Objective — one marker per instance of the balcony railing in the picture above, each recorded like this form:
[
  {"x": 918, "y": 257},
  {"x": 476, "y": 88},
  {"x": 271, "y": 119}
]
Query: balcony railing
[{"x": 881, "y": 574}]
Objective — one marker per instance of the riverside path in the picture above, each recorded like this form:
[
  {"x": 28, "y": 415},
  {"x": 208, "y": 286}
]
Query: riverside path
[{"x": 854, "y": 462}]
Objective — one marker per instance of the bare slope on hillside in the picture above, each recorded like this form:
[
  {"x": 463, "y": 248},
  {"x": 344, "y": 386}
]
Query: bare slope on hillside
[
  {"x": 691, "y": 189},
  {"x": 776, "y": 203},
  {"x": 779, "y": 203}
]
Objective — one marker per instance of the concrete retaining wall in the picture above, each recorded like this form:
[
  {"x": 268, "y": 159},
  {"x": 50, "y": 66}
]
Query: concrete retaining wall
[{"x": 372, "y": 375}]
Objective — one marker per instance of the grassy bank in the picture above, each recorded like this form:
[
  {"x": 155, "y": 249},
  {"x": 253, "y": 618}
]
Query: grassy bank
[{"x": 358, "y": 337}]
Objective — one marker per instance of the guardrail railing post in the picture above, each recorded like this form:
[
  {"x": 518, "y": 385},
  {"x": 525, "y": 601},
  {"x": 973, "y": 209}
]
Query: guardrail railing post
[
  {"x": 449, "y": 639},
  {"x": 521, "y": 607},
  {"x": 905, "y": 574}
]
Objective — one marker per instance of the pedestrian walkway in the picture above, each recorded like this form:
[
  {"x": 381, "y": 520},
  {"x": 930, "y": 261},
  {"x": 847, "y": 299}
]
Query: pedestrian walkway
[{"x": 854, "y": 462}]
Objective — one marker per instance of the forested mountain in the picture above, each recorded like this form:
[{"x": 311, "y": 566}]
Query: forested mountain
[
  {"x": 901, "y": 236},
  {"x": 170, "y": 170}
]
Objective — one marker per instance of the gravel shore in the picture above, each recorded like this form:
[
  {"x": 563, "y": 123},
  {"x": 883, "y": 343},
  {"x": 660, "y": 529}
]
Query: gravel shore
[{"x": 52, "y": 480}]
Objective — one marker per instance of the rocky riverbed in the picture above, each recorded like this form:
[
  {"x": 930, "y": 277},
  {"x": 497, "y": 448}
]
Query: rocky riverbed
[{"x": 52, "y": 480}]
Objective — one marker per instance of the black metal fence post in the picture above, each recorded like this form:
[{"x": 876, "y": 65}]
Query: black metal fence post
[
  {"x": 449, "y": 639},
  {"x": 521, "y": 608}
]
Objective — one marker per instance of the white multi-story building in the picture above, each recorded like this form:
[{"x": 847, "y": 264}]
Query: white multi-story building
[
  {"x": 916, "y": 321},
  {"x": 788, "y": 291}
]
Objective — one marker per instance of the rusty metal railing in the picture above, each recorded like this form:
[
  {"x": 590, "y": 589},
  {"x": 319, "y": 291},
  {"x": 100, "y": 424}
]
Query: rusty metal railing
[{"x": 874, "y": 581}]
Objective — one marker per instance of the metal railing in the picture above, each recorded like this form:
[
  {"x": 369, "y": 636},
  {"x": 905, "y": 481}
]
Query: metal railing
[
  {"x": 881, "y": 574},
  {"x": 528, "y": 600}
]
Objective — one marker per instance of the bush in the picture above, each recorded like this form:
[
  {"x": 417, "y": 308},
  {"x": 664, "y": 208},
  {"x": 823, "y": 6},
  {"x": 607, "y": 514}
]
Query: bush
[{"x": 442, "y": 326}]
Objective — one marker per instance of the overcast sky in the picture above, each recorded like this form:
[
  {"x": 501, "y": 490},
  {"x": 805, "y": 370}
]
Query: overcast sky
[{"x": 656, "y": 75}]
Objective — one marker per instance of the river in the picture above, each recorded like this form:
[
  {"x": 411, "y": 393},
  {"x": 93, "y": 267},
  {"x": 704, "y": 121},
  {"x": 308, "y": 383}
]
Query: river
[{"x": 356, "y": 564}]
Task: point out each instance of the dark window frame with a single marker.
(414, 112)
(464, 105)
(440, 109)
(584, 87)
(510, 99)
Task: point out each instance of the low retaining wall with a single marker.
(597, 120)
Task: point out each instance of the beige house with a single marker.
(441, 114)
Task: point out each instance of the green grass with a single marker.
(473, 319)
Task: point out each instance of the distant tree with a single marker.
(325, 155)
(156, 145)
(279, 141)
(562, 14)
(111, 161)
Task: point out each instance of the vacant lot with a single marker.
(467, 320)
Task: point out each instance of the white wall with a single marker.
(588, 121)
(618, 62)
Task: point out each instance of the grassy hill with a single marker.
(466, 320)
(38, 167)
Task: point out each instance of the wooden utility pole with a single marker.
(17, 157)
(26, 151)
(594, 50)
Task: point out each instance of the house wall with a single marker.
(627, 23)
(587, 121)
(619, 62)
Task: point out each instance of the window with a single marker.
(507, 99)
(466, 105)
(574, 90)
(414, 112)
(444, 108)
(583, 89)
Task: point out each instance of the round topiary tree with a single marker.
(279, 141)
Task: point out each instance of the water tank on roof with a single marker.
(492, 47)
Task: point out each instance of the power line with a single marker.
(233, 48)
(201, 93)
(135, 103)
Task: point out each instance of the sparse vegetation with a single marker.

__________

(Set problem)
Reproduce all of the data above verbatim, line for line, with no additions or omissions.

(Written response)
Objective — one marker per instance of the balcony railing in the picture above, each recorded like this form:
[
  {"x": 918, "y": 257},
  {"x": 476, "y": 88},
  {"x": 271, "y": 119}
]
Query: balcony railing
[{"x": 881, "y": 574}]
Objective — one marker per instance of the riverside path in the picture above, each recorded like this form:
[
  {"x": 28, "y": 415},
  {"x": 208, "y": 286}
]
Query: riverside path
[{"x": 854, "y": 462}]
Objective — one marker per instance of the bare slope on hillside in the picture above, each recorded like this form:
[
  {"x": 463, "y": 248},
  {"x": 344, "y": 386}
]
Query: bare slope on hillside
[
  {"x": 691, "y": 189},
  {"x": 776, "y": 203},
  {"x": 779, "y": 203}
]
Objective — one marker per instance of the concrete retaining wall in the picture above, each recorded like this form:
[
  {"x": 268, "y": 159},
  {"x": 50, "y": 66}
]
Query: concrete retaining wall
[{"x": 372, "y": 375}]
Objective — one marker per instance of the grassy bank in the picture above, each recorded like this form:
[
  {"x": 155, "y": 249},
  {"x": 253, "y": 618}
]
Query: grassy bank
[{"x": 358, "y": 337}]
Objective — one marker per instance of the guardrail railing post in the picture above, each recorded like this form:
[
  {"x": 518, "y": 385},
  {"x": 525, "y": 601},
  {"x": 973, "y": 209}
]
Query: guardrail railing post
[
  {"x": 449, "y": 639},
  {"x": 521, "y": 607},
  {"x": 905, "y": 574}
]
Objective — one marker per instance of the pedestrian walkway in the picture above, each recorded like this form:
[
  {"x": 381, "y": 520},
  {"x": 930, "y": 261},
  {"x": 847, "y": 299}
]
Query: pedestrian walkway
[{"x": 854, "y": 462}]
Objective — one marker per instance of the forested mountain in the picture above, each recorded like this form:
[{"x": 311, "y": 566}]
Query: forested mountain
[
  {"x": 901, "y": 236},
  {"x": 170, "y": 170}
]
Objective — one marker per instance of the gravel shore in the picture above, each recorded like this form:
[
  {"x": 563, "y": 123},
  {"x": 883, "y": 343},
  {"x": 660, "y": 529}
]
Query: gravel shore
[{"x": 52, "y": 480}]
Objective — one marker per instance of the rocky riverbed in the picture above, each recorded like this form:
[
  {"x": 930, "y": 277},
  {"x": 497, "y": 448}
]
Query: rocky riverbed
[{"x": 52, "y": 480}]
Objective — one marker per instance of the black metal fence post in the picture above, each recorded like this form:
[{"x": 876, "y": 65}]
Query: black metal fence post
[
  {"x": 449, "y": 639},
  {"x": 521, "y": 608}
]
Objective — one marker per instance of the white multi-story building in the picture above, each recorded like this form:
[{"x": 847, "y": 264}]
Query: white multi-story building
[
  {"x": 916, "y": 321},
  {"x": 788, "y": 291}
]
Objective — one marker per instance of the rusty metal railing in the picture above, each recorded like this form:
[
  {"x": 590, "y": 589},
  {"x": 319, "y": 291},
  {"x": 100, "y": 424}
]
Query: rusty metal railing
[{"x": 874, "y": 581}]
Objective — one marker per instance of the metal railing in the picture above, each recorded like this form:
[
  {"x": 369, "y": 636},
  {"x": 905, "y": 481}
]
Query: metal railing
[
  {"x": 881, "y": 574},
  {"x": 528, "y": 600}
]
Objective — one marker per instance of the bush in the picture above, each recorded like this form:
[
  {"x": 417, "y": 308},
  {"x": 664, "y": 208},
  {"x": 823, "y": 6},
  {"x": 607, "y": 514}
]
Query: bush
[{"x": 442, "y": 326}]
Objective — one marker per instance of the overcast sky in the picture above, each recorded like this form:
[
  {"x": 501, "y": 490},
  {"x": 805, "y": 370}
]
Query: overcast sky
[{"x": 656, "y": 75}]
Objective — one marker per instance of the river in the picture above, each recorded like this form:
[
  {"x": 411, "y": 393},
  {"x": 93, "y": 267},
  {"x": 704, "y": 121},
  {"x": 308, "y": 383}
]
Query: river
[{"x": 356, "y": 564}]
Task: point out each instance of the dark window frame with a single marker.
(414, 112)
(464, 105)
(440, 109)
(584, 87)
(510, 99)
Task: point out each instance of the low retaining wall with a single marker.
(597, 120)
Task: point out each instance of the beige house with a single marker.
(441, 114)
Task: point out each instance of the green grass with a single marker.
(473, 319)
Task: point out each instance of the distant tree with a single marker.
(325, 155)
(156, 145)
(279, 141)
(562, 14)
(111, 161)
Task: point out each instance of the vacant lot with a single marker.
(467, 320)
Task: point out each instance of the white wall with a single marker.
(588, 121)
(618, 62)
Task: point out each instance of the grassy hill with a single marker.
(466, 320)
(38, 167)
Task: point out each instance of the wooden utility pole with a single marker.
(17, 157)
(26, 151)
(594, 50)
Task: point out each instance of the house wall with a single marker.
(627, 23)
(587, 121)
(619, 62)
Task: point out each instance of the window with a single marker.
(507, 99)
(466, 105)
(574, 90)
(414, 112)
(444, 108)
(583, 89)
Task: point out each instance of the round topiary tree with a single marker.
(279, 141)
Task: point out each instance of the water tank on roof with a single marker.
(492, 47)
Task: point out each instance of the power line with a single marker.
(233, 48)
(201, 93)
(135, 103)
Task: point out each instance of the sparse vegetation with a single marker.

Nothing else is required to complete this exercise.